There is material below. Print exactly the lines starting at the line with "locate sandy ground?" and ending at the line with "locate man riding quad bike?", ends included, and no others.

--- Supplied data ---

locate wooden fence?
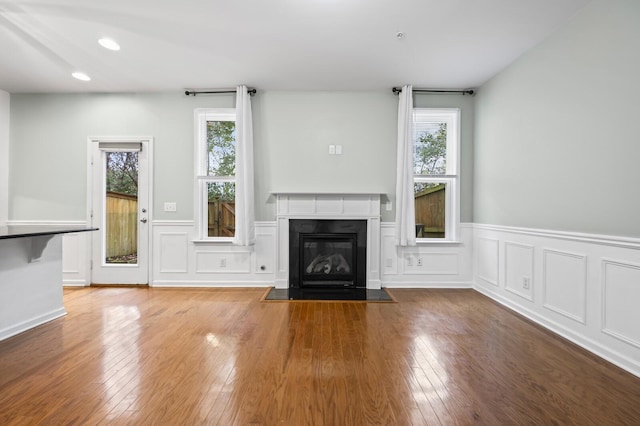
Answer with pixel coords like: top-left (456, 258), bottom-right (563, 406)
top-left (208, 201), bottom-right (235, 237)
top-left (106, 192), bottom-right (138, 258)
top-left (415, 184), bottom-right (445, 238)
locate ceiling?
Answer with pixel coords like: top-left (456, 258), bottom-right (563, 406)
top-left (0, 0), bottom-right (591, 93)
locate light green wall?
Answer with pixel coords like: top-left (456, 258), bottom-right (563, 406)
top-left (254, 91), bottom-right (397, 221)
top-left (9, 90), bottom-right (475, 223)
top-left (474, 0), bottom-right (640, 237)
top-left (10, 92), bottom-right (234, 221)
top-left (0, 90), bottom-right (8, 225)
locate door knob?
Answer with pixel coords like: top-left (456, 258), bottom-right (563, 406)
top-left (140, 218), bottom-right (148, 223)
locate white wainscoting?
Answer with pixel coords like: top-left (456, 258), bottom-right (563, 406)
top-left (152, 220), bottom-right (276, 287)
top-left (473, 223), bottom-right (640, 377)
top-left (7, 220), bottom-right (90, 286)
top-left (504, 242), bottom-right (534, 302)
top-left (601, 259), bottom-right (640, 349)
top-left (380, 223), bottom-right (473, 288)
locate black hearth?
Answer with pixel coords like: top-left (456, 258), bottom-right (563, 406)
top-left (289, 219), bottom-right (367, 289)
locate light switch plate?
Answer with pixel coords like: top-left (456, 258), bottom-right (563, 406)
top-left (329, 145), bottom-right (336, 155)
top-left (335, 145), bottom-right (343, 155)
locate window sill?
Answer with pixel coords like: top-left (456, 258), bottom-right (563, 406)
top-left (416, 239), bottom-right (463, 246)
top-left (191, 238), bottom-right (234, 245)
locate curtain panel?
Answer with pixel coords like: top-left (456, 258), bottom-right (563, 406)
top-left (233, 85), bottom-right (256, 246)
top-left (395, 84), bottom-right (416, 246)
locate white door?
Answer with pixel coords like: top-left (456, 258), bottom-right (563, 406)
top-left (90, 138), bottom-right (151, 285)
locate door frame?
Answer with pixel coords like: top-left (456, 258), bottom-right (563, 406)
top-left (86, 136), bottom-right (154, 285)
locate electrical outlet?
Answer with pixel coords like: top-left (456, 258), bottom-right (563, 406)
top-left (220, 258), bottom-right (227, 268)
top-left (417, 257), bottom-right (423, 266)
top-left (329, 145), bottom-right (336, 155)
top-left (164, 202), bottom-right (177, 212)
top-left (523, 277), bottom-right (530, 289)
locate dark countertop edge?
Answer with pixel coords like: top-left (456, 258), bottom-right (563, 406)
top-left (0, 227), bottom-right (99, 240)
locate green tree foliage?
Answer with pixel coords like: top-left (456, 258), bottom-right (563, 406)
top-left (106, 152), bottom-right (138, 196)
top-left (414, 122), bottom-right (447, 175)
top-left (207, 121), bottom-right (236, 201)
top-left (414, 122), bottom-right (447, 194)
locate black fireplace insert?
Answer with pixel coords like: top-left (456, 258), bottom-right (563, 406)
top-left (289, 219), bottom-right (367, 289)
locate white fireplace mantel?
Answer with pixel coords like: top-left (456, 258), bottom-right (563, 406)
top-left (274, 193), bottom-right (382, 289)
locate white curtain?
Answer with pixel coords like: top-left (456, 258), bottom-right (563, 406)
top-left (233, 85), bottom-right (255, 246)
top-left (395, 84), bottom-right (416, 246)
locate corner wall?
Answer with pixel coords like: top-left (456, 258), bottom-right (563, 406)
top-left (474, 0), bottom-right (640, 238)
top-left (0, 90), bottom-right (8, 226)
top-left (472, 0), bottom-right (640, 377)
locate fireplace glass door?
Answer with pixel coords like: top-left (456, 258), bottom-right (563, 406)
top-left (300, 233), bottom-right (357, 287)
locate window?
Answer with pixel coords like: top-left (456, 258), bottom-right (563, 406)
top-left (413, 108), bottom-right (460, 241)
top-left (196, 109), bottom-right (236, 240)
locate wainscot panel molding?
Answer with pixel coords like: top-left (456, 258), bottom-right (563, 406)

---
--- Supplied data ---

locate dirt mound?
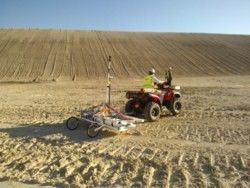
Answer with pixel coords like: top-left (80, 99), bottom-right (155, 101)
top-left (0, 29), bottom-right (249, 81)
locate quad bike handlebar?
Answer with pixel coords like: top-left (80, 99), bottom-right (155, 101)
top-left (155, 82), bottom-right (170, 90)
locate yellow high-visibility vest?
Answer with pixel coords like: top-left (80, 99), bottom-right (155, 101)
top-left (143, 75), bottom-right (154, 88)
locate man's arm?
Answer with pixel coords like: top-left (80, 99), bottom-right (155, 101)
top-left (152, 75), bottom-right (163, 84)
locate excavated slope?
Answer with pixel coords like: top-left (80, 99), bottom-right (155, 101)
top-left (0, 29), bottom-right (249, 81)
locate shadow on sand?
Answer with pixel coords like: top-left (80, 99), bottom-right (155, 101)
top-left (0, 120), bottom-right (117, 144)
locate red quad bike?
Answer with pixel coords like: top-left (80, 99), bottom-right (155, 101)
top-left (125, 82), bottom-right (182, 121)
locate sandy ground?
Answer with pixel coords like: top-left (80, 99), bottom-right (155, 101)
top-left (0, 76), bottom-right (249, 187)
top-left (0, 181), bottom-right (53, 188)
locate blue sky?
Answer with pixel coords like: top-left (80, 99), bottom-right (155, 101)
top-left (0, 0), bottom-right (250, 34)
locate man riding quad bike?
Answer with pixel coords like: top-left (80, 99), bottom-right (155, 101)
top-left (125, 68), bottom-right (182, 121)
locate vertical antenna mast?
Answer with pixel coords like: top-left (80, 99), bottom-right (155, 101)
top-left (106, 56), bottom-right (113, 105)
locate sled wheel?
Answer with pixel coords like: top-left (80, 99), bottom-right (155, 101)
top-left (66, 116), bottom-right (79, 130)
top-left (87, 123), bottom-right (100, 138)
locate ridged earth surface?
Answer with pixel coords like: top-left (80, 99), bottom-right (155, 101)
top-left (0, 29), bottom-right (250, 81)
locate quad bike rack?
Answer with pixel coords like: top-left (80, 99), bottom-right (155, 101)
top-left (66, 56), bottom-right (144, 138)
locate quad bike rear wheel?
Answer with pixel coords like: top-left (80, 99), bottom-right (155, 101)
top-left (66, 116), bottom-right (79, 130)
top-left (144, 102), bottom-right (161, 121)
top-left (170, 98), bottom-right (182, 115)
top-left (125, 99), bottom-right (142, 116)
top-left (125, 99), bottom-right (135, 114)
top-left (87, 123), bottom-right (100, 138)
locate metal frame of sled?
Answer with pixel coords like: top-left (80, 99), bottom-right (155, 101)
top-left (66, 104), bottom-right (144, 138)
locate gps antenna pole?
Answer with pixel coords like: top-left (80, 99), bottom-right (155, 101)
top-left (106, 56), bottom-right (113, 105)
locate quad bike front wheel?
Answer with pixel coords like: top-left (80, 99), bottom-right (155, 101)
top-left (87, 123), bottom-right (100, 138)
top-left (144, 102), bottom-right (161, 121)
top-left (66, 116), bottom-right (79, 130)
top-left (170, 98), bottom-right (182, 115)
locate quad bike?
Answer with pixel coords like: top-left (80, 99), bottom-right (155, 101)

---
--- Supplied data ---

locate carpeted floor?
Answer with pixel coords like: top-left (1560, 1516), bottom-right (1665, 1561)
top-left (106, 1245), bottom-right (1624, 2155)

---

Output for this exercise —
locate sandy ground?
Answer with pixel coords like: top-left (80, 99), bottom-right (155, 101)
top-left (0, 76), bottom-right (249, 187)
top-left (0, 181), bottom-right (53, 188)
locate blue sky?
Answer with pixel coords like: top-left (80, 99), bottom-right (155, 101)
top-left (0, 0), bottom-right (250, 34)
locate man riding quad bike?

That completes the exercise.